### Work instructions
A: Decide whether each of the following statements agrees with the passage about the family recipe, answering yes or no and quoting the deciding words of the passage: (i) The grandmother is over 80 years old. (ii) The writer has visited the place where the grandmother grew up. (iii) The writer grew up close to the grandmother.
B: From the passage about the family recipe, extract the text starting at "Once I received" and ending at "able to return.".
C: Extend the passage about the family recipe, continuing from its final sentence.

### Document
========
Once I received Gonzalez Byass Apostoles Medium Sherry, Çi‎ǧ‎ Köfte made perfect sense for the pairing.

Çi‎ǧ‎ Köfte is a dish which has a very special place in my heart. it is one of those dishes that brings me right back my childhood. The recipe that I used belongs to my grandma. She is over 80 years old and she is still queen of the kitchen in my family. Çi‎ǧ‎ Köfte, just like my grandma, is from the east part of Turkey. I haven’t been able to visit where she grew up, but I was able get a real sense of place through her food. I imagine she feels the same way as it has been over 50 years since she left where she grew up and has never been able to return.

I grew up 8 hours drive far from my grandma, so I wasn’t able to have her Çi‎ǧ‎ Köfte that often. Sometimes my mom or one of our neighbours might make it but it wasn’t quite the same. In Turkey, we have a tradition that if you cook something special, you would bring a plate to your favourite(!) neighbours. I remember perfectly, the bell rings and I see our neighbour holding a plate at the door and I am the happiest person in the world. This dish little spicy dish for a 6-year-old little girl, and my parents would warn me every time I ate it, but I loved it.
========
Extracted data entries
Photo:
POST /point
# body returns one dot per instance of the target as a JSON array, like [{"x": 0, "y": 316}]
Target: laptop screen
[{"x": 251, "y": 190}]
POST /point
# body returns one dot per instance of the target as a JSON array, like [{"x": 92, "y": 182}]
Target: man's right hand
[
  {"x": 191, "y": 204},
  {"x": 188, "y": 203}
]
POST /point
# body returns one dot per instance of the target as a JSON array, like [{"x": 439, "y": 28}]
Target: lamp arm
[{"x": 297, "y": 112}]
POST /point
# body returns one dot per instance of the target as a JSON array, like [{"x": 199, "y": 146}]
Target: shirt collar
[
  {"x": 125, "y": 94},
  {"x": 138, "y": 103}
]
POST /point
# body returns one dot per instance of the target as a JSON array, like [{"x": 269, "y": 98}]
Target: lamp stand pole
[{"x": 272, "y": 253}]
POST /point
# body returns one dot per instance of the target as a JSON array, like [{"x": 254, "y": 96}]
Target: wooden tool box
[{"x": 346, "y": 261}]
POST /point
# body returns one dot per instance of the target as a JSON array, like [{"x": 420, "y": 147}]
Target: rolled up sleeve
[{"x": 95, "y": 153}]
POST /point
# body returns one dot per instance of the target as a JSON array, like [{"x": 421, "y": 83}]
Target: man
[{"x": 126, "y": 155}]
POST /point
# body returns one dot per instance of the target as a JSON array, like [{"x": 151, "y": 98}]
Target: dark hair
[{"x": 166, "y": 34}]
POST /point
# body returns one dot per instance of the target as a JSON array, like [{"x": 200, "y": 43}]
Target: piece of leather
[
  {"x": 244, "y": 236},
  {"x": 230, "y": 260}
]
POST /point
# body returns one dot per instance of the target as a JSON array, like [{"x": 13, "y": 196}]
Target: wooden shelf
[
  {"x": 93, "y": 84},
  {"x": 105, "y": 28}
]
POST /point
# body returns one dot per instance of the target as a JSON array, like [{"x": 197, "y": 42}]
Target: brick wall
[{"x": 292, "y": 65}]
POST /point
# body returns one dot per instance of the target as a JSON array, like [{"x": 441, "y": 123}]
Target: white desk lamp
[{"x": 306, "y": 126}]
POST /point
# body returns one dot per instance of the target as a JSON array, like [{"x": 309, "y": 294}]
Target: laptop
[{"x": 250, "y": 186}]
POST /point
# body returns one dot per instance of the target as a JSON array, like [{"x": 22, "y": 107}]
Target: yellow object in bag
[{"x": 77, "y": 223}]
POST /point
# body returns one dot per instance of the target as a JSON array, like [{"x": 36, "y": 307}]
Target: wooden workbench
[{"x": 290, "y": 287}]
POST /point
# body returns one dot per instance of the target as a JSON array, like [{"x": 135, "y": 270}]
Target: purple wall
========
### Answers for the exercise
A:
(i) Yes: "She is over 80 years old and she is still queen of the kitchen in my family."
(ii) No: "I haven’t been able to visit where she grew up"
(iii) No: "I grew up 8 hours drive far from my grandma"

B:
Once I received Gonzalez Byass Apostoles Medium Sherry, Çi‎ǧ‎ Köfte made perfect sense for the pairing.

Çi‎ǧ‎ Köfte is a dish which has a very special place in my heart. it is one of those dishes that brings me right back my childhood. The recipe that I used belongs to my grandma. She is over 80 years old and she is still queen of the kitchen in my family. Çi‎ǧ‎ Köfte, just like my grandma, is from the east part of Turkey. I haven’t been able to visit where she grew up, but I was able get a real sense of place through her food. I imagine she feels the same way as it has been over 50 years since she left where she grew up and has never been able to return.

C:
Nowadays I live in Galway, Ireland and married into a real Irish family. The local cuisine is not the spiciest cuisine but that lack of spiciness is more than made up for in the amazing quality of beef available. I always thought that this great Irish beef would be perfect in my favourite dish. When I think about it, I am actually in a very similar position to my grandma. I am not living where I was born and raised, however I am able to connect my roots with the food I cook.

At the beginning I was complained a bit there is a lack of Turkish restaurants abroad providing the real Turkish food, but then realised that I can cook whatever food I am craving for because I have the world’s best Turkish cookbook on the other end of the phone, my grandma.

It didn’t take me long to decide where I would prepare my dish. I straight away knocked at JP McMahon’s door if I can prepare my dish in one of his kitchens. Luckily for me he and his team rolled out the red carpet for me his fantasitc Cava Bodega. Cava has been a Galway culinary landmark since it was established in May 2008 by JP McMahon and, his wife, Drigín Gaffey. It was one the forefront of introducing Galway to the wealth and breath of Spanish cooking.

To have the Michelin Starred chef JP McMahon based in Galway is such a boon to the city. He has 3 restaurants in the city Aniar, Cava Bodega, and Tartare. He is also the Symposium Director of Food on the Edge, a symposium for chefs & food enthusiasts all around the world who want to create a better global network which takes place annually in Galway.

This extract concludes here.